━━━ PROVIDED PASSAGE

The GO annotation of zebrafish coding-gene was downloaded from Gene Ontology Consortium (only biological process annotations were considered). While, GO annotation of zebrafish lncRNA was predicted using the goatools (version 0.6.4), which determines the GO annotation of one gene in our network according to the GO annotations of its immediate neighbor genes (P-value < 0.05).
The KEGG annotation of zebrafish coding-gene was obtained from KEGG Automatic Annotation Server using zebrafish coding-gene sequence. While, KEGG annotation of zebrafish lncRNA was predicted using the in-house Python script. The KEGG annotation of one gene in our network was determined by the enrichment of KEGG annotations according to its immediate neighborhood (p-value < 0.05), when using hypergeometric distribution.
d. Conservation Analysis
To examine the sequence conservation of lncRNAs, we used the phastCons scores calculated from the UCSC 8-way vertebrate genome alignment. We further used three methods (that are direct BLASTN, collinearity with conserved coding gene, and overlap with multi-species ultra-conserved non-coding elements (UCNE)) to find the counterparts of zebrafish lncRNAs in human or mouse. In direct comparison of zebrafish lncRNA and human/mouse lncRNA with BLASTN, bidirectional best hits using a relatively non-stringent threshold (E-value<=10-5) were considered as orthologs. In collinearity method, we compared the coding genes of zebrafish with those of human or mouse using BLASTP as anchor points. We assumed that those lncRNAs with more than 5 anchor points in the 20k upstream/downstream region are orthologs. In UCNE method, if two lncRNAs from different species overlap with at least one UCNE, as another anchor point, they were considered as orthologs. Finally, we obtained 2,156 zebrafish lncRNA genes that have the counterpart in human or mouse.

━━━━━━
━━━ DATASET CONTENT

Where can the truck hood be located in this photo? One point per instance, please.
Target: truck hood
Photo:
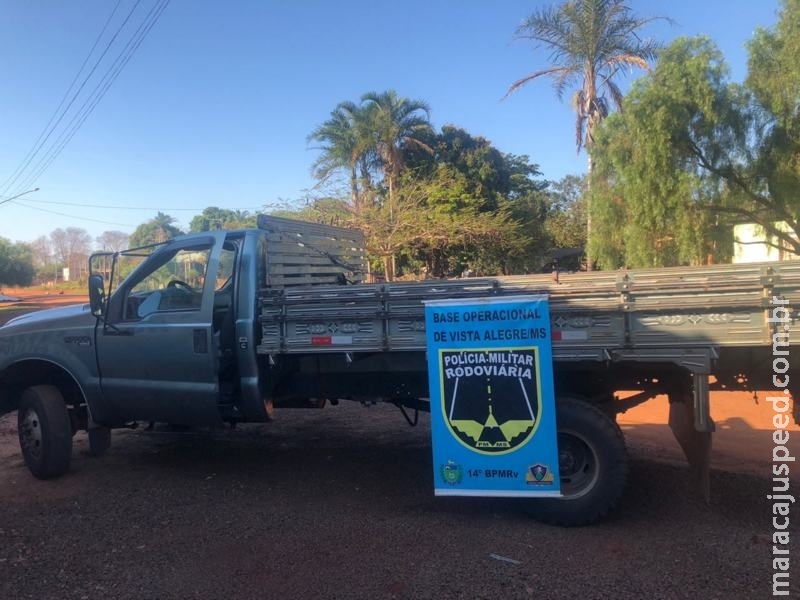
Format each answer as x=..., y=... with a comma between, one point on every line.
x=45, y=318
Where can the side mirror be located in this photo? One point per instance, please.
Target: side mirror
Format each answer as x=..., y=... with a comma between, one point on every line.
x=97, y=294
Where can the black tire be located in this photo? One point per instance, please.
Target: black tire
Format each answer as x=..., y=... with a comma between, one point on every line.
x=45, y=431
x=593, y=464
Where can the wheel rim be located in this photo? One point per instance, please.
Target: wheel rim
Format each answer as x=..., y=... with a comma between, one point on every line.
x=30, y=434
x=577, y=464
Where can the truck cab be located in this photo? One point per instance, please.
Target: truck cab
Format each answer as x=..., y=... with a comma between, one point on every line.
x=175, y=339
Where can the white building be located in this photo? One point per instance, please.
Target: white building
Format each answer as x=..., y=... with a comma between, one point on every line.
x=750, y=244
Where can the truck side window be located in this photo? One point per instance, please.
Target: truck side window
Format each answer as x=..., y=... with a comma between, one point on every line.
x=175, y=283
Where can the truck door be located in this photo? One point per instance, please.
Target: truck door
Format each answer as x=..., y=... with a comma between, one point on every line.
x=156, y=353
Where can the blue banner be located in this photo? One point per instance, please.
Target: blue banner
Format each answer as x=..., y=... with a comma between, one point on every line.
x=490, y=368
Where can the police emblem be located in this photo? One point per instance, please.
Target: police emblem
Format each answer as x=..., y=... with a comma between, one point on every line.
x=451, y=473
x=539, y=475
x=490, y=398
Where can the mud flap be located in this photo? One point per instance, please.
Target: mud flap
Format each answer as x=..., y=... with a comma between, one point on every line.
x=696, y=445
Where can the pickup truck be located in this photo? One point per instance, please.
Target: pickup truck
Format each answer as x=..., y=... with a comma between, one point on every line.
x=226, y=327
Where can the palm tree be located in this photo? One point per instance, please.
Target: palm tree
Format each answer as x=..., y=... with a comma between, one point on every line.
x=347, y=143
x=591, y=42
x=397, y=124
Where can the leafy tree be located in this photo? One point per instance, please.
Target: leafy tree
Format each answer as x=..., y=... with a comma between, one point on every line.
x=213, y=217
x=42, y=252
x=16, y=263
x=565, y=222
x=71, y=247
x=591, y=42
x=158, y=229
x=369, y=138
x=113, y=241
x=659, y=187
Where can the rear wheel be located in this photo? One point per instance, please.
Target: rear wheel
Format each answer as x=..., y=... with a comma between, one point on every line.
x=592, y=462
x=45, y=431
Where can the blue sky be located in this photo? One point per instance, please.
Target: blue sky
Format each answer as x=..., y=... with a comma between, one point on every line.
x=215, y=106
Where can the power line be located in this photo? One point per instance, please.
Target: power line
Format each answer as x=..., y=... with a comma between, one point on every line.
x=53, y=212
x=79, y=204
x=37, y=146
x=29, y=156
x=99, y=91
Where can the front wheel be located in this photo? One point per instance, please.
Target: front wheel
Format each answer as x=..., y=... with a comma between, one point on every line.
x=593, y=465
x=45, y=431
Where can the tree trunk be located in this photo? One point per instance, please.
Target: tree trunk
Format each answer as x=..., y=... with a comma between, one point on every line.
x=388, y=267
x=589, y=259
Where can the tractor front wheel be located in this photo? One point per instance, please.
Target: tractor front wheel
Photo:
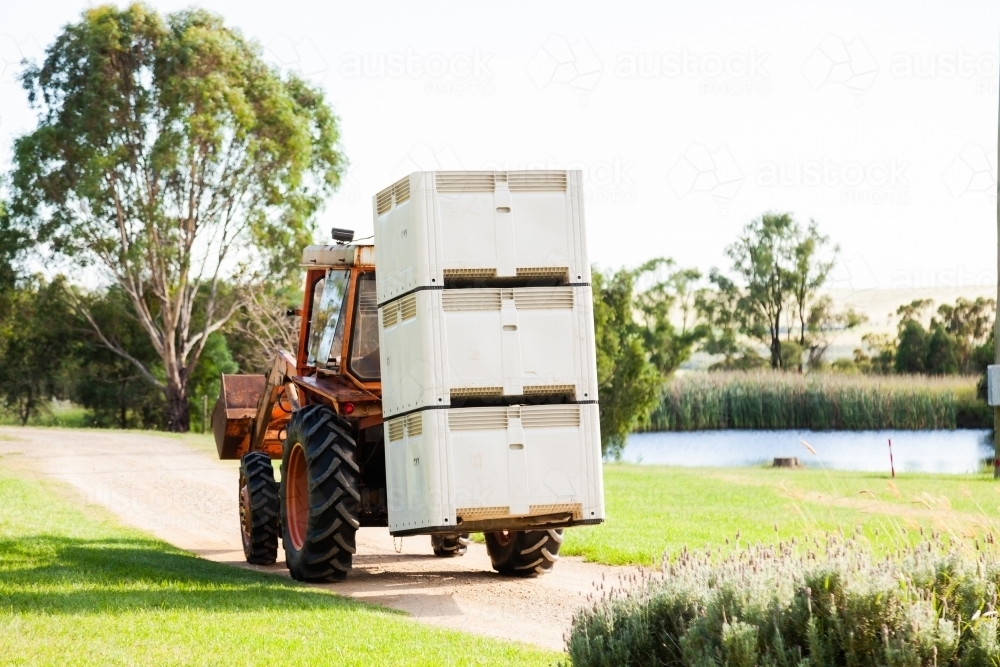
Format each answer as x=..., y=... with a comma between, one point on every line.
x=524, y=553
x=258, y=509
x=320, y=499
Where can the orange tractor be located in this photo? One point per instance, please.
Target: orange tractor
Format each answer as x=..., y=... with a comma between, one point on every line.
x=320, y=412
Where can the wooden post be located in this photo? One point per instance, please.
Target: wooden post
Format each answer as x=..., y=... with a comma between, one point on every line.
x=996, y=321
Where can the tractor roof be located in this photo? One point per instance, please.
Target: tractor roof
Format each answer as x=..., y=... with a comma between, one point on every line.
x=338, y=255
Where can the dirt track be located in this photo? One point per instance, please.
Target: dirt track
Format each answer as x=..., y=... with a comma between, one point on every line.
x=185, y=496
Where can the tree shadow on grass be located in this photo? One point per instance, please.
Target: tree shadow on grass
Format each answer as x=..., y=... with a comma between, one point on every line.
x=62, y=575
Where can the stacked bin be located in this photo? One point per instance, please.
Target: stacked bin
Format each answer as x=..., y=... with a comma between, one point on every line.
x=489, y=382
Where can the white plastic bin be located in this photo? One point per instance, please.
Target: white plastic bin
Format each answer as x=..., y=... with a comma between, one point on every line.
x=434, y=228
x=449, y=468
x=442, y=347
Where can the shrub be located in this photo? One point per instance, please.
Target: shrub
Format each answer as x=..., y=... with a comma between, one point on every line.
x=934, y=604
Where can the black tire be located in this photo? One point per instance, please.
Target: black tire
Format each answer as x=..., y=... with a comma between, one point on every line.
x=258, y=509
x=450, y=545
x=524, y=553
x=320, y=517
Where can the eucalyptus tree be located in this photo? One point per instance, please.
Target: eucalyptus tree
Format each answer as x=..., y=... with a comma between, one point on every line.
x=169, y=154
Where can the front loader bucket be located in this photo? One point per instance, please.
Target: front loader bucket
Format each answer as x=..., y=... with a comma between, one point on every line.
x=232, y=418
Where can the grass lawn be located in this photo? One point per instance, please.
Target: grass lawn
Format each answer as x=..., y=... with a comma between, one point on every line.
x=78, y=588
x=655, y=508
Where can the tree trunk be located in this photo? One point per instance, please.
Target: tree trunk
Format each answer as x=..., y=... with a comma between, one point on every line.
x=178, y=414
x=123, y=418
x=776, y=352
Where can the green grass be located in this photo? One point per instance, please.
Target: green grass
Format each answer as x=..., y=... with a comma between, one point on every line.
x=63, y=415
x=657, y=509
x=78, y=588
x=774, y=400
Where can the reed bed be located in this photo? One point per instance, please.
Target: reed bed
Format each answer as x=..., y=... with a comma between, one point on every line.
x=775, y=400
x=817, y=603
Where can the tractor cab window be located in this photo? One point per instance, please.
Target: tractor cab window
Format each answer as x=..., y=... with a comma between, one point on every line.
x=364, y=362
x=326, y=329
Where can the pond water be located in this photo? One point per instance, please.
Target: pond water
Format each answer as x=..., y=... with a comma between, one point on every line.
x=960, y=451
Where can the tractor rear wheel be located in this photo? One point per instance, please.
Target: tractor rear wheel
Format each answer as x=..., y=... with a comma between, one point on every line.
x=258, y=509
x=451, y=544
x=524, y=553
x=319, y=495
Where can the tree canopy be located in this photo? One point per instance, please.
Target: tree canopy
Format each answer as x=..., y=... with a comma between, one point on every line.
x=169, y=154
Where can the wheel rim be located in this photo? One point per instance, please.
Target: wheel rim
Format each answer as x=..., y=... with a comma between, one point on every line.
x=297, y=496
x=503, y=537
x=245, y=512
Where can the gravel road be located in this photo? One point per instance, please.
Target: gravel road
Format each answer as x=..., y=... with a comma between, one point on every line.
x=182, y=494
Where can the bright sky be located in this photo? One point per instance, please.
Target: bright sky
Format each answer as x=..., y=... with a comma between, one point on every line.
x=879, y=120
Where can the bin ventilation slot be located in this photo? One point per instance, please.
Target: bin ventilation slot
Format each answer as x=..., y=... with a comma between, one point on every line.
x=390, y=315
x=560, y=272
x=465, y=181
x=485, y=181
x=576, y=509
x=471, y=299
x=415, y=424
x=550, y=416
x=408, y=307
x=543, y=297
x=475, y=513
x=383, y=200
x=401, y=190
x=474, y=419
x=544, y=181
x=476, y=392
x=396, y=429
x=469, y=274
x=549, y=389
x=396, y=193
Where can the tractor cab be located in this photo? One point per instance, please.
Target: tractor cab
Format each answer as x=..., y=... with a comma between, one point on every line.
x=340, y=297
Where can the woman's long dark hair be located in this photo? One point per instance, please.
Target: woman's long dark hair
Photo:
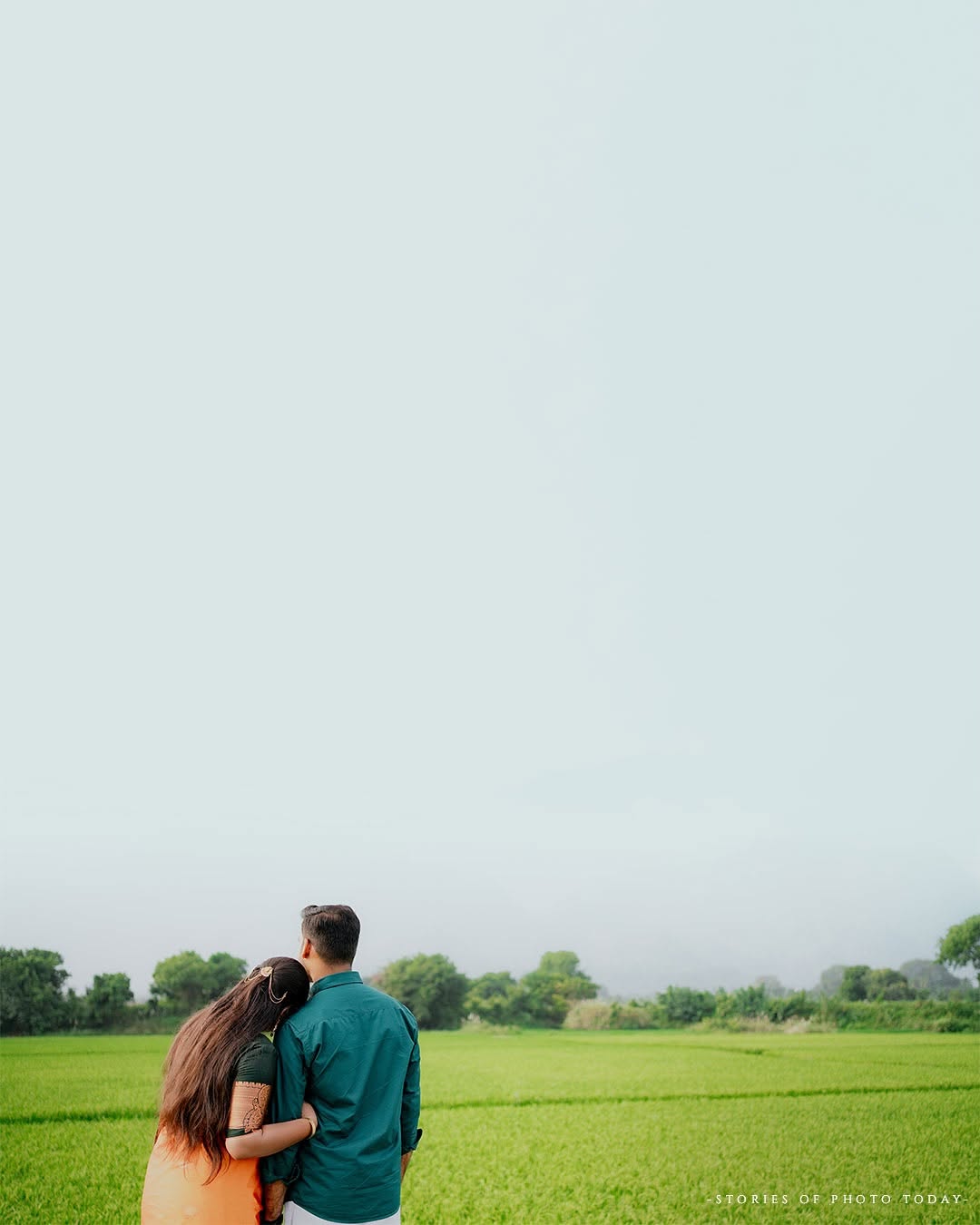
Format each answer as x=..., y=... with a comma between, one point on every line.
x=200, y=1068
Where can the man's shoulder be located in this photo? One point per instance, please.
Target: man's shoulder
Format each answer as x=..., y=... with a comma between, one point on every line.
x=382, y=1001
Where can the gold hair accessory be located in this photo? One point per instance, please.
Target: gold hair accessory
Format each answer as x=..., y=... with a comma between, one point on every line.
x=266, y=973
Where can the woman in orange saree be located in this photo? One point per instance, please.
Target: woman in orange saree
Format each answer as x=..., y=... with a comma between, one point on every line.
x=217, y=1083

━━━━━━

• TRY IT
Continue the methods text on zebrafish lncRNA annotation and conservation analysis, starting right after its final sentence.

• EXERCISE ANSWER
e. OMIM prediction
We use the RWRH (random walk with restart on heterogeneous network) algorithm to analyze the relationship between lncRNA and OMIM in MATLAB. The upper subnetwork is coding-lncRNA gene co-expression network, and the lower network is OMIM similarity network. OMIM similarity matrix is from Disimweb, and gene-OMIM relationship is from InterMine. With this approach, 291 lncRNA genes are predicted to be OMIM-related.
In "Browse" module, you can browse all lncRNA genes or transcripts. LncRNA is sorted according to the richness of its annotation. In particular, you can also browse lncRNAs with conservation or OMIM annotation directly in "Conservation" and "OMIM" modules.
In "GBrowser" module, you can view lncRNA-related genomic annotation, such as mRNA, conserved non-genic elements, genome variation and miRNA.
"BLAST" module can query ZFLNC based on sequence similarity.
d. ID conversion
Before ZFLNC, zebrafish lncRNAs were dispersed in different databases. Hence, we provided "ID Conversion" module to facilitate the use among diverse databases. You can use BLASTN through sequence similarity, or Gbrowser through sequence positions to convert the lncRNA in other sources into ZFLNC.
"Search" module provides a simple and fast search based on lncRNA ID, and also an "Advanced functional lncRNA filtering" function to help you find interested lncRNAs in according to its expression profile in tissue, the co-expressed coding gene and the annotated biological function (GO, or KEGG, or OMIM annotation).